* Begin PASSAGE SHOWN *

Thanks for looking into this Tim! 

I just created a ticket in JIRA.
https://issues.apache.org/jira/browse/TIKA-2761

Nick

> On Oct 17, 2018, at 8:21 AM, Tim Allison <[email protected]> wrote:
> 
> Nick,
>  I'm sorry for my delay.  The XHTMLContentHandler writes everything
> that is in the Metadata object when the parser writes the first
> "content" element, and in the MP3Parser, this is the <h1> element,
> which is written before the sample rate is added to the Metadata
> object.  Any metadata that is added afterwards does not show up in the
> xhtml, but is retrievable from the Metadata object.
>  This is one of the limitations of a streaming write.  As I look at
> the code of the MP3Parser, I _think_ it would be trivial to write the
> metadata before writing any content, and it wouldn't get in the way of
> a streaming parse because the parser reads the whole file and caches
> the content as it goes -- only writing once it has finished reading
> the file.
>  Please open a ticket on our JIRA, and I'll take care of it.

* End PASSAGE SHOWN *
* Begin ENTRIES SHOWN *

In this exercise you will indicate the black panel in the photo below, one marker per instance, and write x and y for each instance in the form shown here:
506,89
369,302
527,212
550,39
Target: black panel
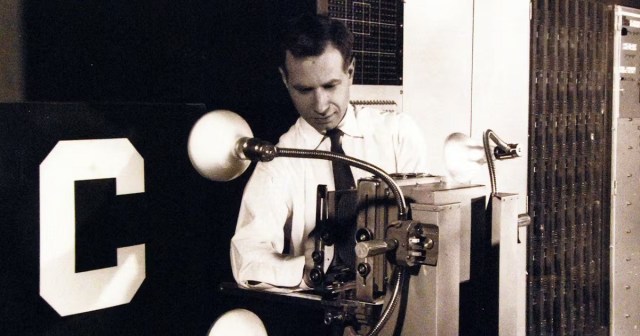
569,167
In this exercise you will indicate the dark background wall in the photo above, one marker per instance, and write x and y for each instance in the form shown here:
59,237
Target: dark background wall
221,53
218,53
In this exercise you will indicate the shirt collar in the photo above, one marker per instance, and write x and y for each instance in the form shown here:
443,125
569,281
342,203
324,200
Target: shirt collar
348,125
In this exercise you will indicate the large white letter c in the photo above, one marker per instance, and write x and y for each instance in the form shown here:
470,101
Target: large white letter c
65,290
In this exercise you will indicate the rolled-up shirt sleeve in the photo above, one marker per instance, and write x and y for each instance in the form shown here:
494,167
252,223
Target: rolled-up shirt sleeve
258,243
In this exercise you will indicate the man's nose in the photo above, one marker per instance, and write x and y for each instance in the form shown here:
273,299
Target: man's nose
321,102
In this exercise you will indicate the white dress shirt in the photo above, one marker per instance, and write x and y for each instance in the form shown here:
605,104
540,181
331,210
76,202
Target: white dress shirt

* End ENTRIES SHOWN *

__TASK PROMPT__. In the MP3 metadata thread, list every handler, parser or data object that it refers to by its code name.

__EXERCISE SOLUTION__. XHTMLContentHandler, Metadata, MP3Parser